___ Excerpted text ___

Brazillian Growth Cycle

I KEEP six honest serving-men
(They taught me all I knew);
Their names are What and Why and When
And How and Where and Who.
- The Elephant's Child, Sir Rudyard Kipling


Data Harvesting and Basic Wrangling

Farm Yield Data

The farm-level soybean yield data we used was provided by a research team from Tufts University on special request. We express our gratitude to the team and to Prof. Coco Krumme for facilitating access to the data. The data contains fields such as dates, farm coordinates in latitude and longitude, yield calculation in metric tons per hectare, and many other agricultural indices for pestilence and disease (e.g. brown_stink_bug, cucurbit_beetle, fall_armyworm, false_medideira, green_stink_bug, snail, spodoptera_spp, stink_bug, tobacco_budworm, velvetbean_caterpillar and white_fly).

After removing all null data points, the visualization of the farm locations showed that we still had a very broad distribution over Brazil, necessitating a wide geographic area of satellite images in order to provide coverage over all the farms. Additionally, we noticed that some of the locations were outside of the geographic boundaries of Brazil. Further investigation showed that these locations had miscoded lat/long coordinates - either wrong sign of latitude and longitude, a zero value for one of the coordinates, or simply transposed latitude and longitude values. We chose to remove these data points to reduce any ambiguity regarding the validity of those farm locations.

Satellite Data

Our primary data source was a subset of MODIS data, which provides Vegetation Indices every 16 days with a resolution of 250m. From the NASA website at http://modis.gsfc.nasa.gov/data/dataprod/mod13.php:

“MODIS (or Moderate Resolution Imaging Spectroradiometer) is a key instrument aboard the Terra(originally known as EOS AM-1) and Aqua (originally known as EOS PM-1) satellites. MODIS vegetation indices, produced on 16-day intervals and at multiple spatial resolutions, provide consistent spatial and temporal comparisons of vegetation canopy greenness, a composite property of leaf area, chlorophyll and canopy structure. Two vegetation indices are derived from atmospherically-corrected reflectance in the red, near-infrared, and blue wavebands; the normalized difference vegetation index (NDVI), which provides continuity with NOAA's AVHRR NDVI time series record for historical and climate applications, and the enhanced vegetation index (EVI), which minimizes canopy-soil variations and improves sensitivity over dense vegetation conditions. The two products more effectively characterize the global range of vegetation states and processes.”

___ Extracted data ___

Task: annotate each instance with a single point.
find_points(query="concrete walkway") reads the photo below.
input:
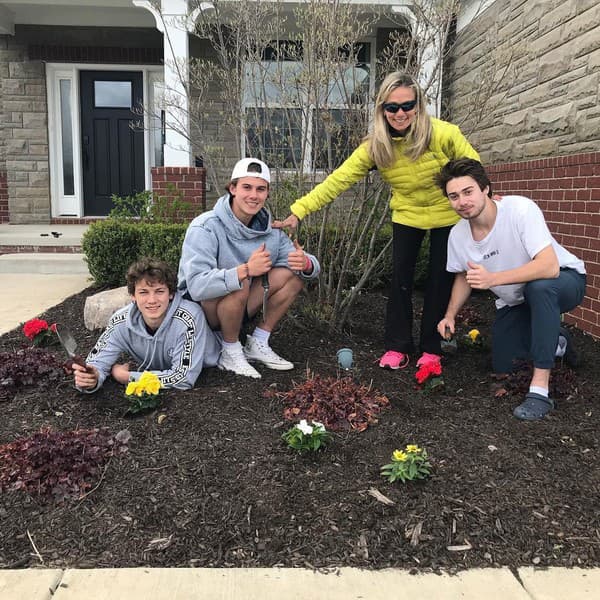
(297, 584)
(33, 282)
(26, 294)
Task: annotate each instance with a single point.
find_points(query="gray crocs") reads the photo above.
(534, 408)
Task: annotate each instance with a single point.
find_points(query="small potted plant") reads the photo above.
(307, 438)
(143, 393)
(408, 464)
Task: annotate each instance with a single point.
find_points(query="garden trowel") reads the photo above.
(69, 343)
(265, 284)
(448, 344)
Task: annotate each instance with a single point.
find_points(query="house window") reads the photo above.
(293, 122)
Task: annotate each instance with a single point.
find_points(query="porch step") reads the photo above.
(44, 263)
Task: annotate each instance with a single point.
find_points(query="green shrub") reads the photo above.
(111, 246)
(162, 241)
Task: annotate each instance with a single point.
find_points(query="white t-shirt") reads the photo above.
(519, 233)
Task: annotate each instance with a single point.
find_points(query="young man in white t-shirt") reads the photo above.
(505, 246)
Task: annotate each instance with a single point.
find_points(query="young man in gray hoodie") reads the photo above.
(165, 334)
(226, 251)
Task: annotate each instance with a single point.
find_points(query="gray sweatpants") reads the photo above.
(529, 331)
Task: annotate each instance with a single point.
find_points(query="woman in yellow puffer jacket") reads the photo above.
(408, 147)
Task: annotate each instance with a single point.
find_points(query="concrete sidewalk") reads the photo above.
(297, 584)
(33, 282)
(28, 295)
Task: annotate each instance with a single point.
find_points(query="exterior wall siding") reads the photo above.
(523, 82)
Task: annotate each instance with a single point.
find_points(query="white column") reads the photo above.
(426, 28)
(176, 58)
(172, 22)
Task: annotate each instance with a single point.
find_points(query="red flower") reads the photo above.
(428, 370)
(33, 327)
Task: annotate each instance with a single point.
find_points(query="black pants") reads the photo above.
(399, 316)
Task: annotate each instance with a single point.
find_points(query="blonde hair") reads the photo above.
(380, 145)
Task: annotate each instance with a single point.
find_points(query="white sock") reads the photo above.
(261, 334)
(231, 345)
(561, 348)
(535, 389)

___
___ Extracted data ___

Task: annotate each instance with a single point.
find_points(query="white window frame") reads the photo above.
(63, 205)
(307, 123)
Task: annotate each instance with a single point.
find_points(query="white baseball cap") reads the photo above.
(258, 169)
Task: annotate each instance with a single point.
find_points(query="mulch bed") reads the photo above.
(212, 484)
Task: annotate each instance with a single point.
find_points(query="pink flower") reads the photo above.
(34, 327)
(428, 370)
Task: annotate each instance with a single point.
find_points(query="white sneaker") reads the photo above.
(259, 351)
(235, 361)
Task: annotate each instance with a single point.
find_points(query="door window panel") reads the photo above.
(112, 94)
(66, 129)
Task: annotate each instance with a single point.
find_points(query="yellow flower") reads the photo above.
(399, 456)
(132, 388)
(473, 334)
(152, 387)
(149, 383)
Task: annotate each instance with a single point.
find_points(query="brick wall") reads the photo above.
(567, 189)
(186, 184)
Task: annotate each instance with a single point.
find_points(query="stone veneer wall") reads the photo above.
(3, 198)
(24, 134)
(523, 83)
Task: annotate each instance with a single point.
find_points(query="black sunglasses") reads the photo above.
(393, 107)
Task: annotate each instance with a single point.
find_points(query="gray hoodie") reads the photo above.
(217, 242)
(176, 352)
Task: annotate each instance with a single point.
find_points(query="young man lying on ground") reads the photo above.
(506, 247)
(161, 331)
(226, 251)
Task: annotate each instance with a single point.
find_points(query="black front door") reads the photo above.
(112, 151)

___

--- Check your understanding ---
1 – Extract the passage of the excerpt on soybean yield and satellite data between "Data Harvesting and" and "velvetbean_caterpillar and white_fly).", inclusive.
2 – According to the excerpt on soybean yield and satellite data, how often does the MODIS subset provide vegetation indices, and at what resolution?
3 – Why, according to the excerpt on soybean yield and satellite data, were the farm locations falling outside Brazil's boundaries removed?
The items are separate material and are not part of the excerpt on soybean yield and satellite data.

--- Solutions by task ---
1 –
Data Harvesting and Basic Wrangling

Farm Yield Data

The farm-level soybean yield data we used was provided by a research team from Tufts University on special request. We express our gratitude to the team and to Prof. Coco Krumme for facilitating access to the data. The data contains fields such as dates, farm coordinates in latitude and longitude, yield calculation in metric tons per hectare, and many other agricultural indices for pestilence and disease (e.g. brown_stink_bug, cucurbit_beetle, fall_armyworm, false_medideira, green_stink_bug, snail, spodoptera_spp, stink_bug, tobacco_budworm, velvetbean_caterpillar and white_fly).

2 – Every 16 days, at a resolution of 250m.

3 – Investigation showed that these locations had miscoded lat/long coordinates: the wrong sign, a zero value for one coordinate, or transposed latitude and longitude. They were removed to reduce ambiguity about whether those farm locations were valid.